• _Extracted records_:
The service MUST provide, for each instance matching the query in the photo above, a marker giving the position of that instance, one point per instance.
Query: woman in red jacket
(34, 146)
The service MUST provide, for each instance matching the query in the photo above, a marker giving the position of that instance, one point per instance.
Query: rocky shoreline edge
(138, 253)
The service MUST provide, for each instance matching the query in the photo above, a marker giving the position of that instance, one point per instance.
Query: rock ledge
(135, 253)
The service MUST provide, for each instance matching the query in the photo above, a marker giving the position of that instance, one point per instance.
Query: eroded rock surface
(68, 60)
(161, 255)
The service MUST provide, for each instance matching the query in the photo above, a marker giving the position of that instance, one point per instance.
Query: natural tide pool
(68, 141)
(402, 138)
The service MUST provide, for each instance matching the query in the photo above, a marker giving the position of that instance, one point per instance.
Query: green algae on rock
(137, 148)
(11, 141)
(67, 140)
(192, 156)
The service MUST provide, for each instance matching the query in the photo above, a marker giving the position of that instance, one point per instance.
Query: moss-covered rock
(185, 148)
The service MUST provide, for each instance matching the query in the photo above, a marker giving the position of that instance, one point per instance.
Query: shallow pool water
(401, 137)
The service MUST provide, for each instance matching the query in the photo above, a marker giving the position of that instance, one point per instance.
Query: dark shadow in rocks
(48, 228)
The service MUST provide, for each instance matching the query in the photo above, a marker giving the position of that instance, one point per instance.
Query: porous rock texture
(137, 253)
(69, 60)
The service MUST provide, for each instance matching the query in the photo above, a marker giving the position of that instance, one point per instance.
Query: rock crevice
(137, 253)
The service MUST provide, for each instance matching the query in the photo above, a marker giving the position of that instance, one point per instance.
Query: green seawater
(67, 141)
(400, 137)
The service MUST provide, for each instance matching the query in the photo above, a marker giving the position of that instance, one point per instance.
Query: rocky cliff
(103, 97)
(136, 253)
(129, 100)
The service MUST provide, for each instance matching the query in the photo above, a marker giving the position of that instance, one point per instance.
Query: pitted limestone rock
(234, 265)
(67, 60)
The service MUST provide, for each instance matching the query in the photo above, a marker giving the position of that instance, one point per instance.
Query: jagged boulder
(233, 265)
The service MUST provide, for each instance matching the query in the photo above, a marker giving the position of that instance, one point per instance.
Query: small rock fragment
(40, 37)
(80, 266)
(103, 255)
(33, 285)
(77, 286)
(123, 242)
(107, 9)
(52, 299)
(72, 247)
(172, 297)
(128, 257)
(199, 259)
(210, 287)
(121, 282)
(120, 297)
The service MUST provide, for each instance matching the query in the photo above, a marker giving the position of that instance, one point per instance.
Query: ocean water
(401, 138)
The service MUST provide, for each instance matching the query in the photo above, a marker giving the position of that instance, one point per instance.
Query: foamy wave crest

• _Work required_: Return every entry verbatim.

• _The solution_:
The service MUST provide, for each instance matching the query in the photo above, a marker giving the position of that instance, one point per instance.
Query: woman in red jacket
(34, 146)
The service MUST provide, for each instance matching the query in the photo above, a marker giving the position of that instance, one point per instance.
Query: rocky shoreline edge
(138, 253)
The service MUST provide, for each instance matching the query in the photo above, a marker giving the position of that instance, one point per instance.
Query: rock ledge
(135, 253)
The service MUST provide, for each instance matching the query in the photo above, a marker giving the position of that instance, one point per instance.
Query: eroded rock surface
(68, 60)
(161, 255)
The service MUST provide, for each instance matching the query in the photo above, a marker giving the position of that instance, one point per instance.
Query: natural tide pool
(68, 141)
(402, 138)
The service MUST provide, for each instance matching the query in the photo above, a marker giving the position of that instance, one point per instance.
Query: green algae on rock
(137, 148)
(11, 141)
(67, 140)
(192, 156)
The service MUST provide, for each instance matching the query in the photo above, a marker giving the position of that instance, one point per instance.
Query: moss-covered rock
(185, 148)
The service MUST provide, for each instance matching the query in the photo above, a marker giving the position of that instance, one point per instance.
Query: shallow pool water
(401, 137)
The service MUST provide, for each instance matching the query in the photo above, a marker giving the position of that instance, one point per instance.
Query: dark shadow in rocks
(48, 228)
The service MUST provide, for each instance matching the query in the photo above, a marker giving the position of that instance, one point per instance.
Query: porous rock texture
(137, 253)
(69, 60)
The service MUST provide, for each instance matching the query in the photo above, a marker giving the position of that instance, one point per instance.
Query: rock crevice
(137, 253)
The service MUST provide, for each instance matching the query in the photo above, a marker giving the position of that instance, one point per instance.
Query: green seawater
(67, 141)
(400, 137)
The service MUST provide, for each instance matching the query in the photo above, a marker giving the position of that instance, one point per instance.
Query: rocky cliff
(103, 97)
(136, 253)
(129, 100)
The service MUST provide, for each instance matching the query in the photo above, a marker giving the position of that instance, one point per instance.
Query: pitted limestone rock
(234, 265)
(67, 60)
The service MUST provide, for each instance matching the query in the photo above, a marker giving the position of that instance, one point per instance.
Query: jagged boulder
(233, 265)
The service MUST provide, for each instance matching the query in the photo above, a marker giving the position of that instance, one point per instance.
Query: small rock fragment
(40, 37)
(80, 266)
(103, 255)
(33, 285)
(77, 286)
(123, 242)
(107, 9)
(52, 299)
(72, 247)
(172, 297)
(128, 257)
(199, 259)
(210, 287)
(121, 282)
(120, 297)
The service MUST provide, for each instance matching the query in the photo above, a marker giving the position of that instance, one point per instance.
Query: ocean water
(401, 138)
The service MUST provide, for each instance matching the query in the photo above, a marker giving the position of that instance, one point per instance.
Query: foamy wave crest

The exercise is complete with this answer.